◆ **Source document**

The meter is like the Census Bureau meter that clocks off the growth in the population of the United States. At press time, the meter showed that the war’s cost had crossed the $116 billion mark and that $690 million of that has been contributed by Nevada taxpayers—about $310 per Nevada resident so far. However, since Nevada’s total population figure includes non-taxpaying children and miscellaneous other non-taxpayers like prison inmates, the actual bill of each actual taxpayer would presumably be higher.

The Web page, at www.costofwar.com, then breaks that money down into categories, like children’s health insurance. At press time, it said Nevada could have used its share of the war funding to pay for about 98,000 children to attend a year of Head Start, or hire approximately 14,000 more public school teachers, or 18,000 full-ride four year college scholarships, or build 10,000 housing units.

An explanation of the methodology for the meter’s calculations is given, and the authors then say they have not been able to be as precise as they would have liked.

“We intended to adjust these numbers when the Defense Department released more recent figures on actual costs, but the Defense Department has frustrated the efforts of Congress and the American people (who are, after all, the ones paying for the war) by not providing information on what has been spent. As a result, we have been forced to rely on what the Administration has asked for and what Congress has allocated for military operations in Iraq.”

Posted at the top of the home page is President Eisenhower’s famous April 1953 statement on military spending:

“Every gun that is made, every warship launched, every rocket fired, signifies in the final sense a theft from those who hunger and are not fed, those who are cold and are not clothed.”

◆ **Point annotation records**
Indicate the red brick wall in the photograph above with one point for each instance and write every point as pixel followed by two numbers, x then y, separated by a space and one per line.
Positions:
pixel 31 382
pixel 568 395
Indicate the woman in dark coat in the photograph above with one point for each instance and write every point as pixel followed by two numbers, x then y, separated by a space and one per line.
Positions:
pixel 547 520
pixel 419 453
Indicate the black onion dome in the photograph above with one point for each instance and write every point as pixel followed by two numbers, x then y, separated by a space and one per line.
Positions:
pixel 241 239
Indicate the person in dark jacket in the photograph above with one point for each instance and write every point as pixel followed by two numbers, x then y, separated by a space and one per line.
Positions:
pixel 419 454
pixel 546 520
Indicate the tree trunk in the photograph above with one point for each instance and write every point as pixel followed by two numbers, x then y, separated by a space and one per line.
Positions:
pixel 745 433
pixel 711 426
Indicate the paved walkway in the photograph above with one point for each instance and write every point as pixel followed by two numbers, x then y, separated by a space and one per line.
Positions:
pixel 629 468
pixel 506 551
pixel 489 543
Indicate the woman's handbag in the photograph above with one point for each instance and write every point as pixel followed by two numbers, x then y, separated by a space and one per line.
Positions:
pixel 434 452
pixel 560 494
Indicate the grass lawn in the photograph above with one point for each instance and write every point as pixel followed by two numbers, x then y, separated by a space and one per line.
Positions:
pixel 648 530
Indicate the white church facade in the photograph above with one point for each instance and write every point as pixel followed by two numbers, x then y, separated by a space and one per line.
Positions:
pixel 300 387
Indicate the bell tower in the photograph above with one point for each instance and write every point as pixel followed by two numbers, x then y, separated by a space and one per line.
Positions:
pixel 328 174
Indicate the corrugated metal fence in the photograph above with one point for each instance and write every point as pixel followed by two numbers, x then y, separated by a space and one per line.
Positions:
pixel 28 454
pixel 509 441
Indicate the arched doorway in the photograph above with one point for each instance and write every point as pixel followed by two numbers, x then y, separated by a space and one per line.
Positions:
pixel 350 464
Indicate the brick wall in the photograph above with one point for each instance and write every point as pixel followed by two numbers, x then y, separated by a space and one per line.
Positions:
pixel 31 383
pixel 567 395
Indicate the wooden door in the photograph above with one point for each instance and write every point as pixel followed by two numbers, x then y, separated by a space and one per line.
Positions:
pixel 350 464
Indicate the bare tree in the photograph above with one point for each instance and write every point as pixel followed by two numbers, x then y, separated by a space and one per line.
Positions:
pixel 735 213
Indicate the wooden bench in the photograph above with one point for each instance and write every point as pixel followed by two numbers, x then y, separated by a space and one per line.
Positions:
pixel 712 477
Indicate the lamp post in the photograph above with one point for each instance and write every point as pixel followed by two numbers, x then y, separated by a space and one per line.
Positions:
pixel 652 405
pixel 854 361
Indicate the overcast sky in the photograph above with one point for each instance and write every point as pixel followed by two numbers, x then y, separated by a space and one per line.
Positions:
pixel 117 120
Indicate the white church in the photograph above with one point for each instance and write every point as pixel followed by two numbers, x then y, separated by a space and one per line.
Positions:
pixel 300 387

◆ **Do this**
In the text about the cost-of-war meter, how much had Nevada taxpayers contributed to the war's cost at press time?

◆ **Exercise output**
$690 million, about $310 per Nevada resident.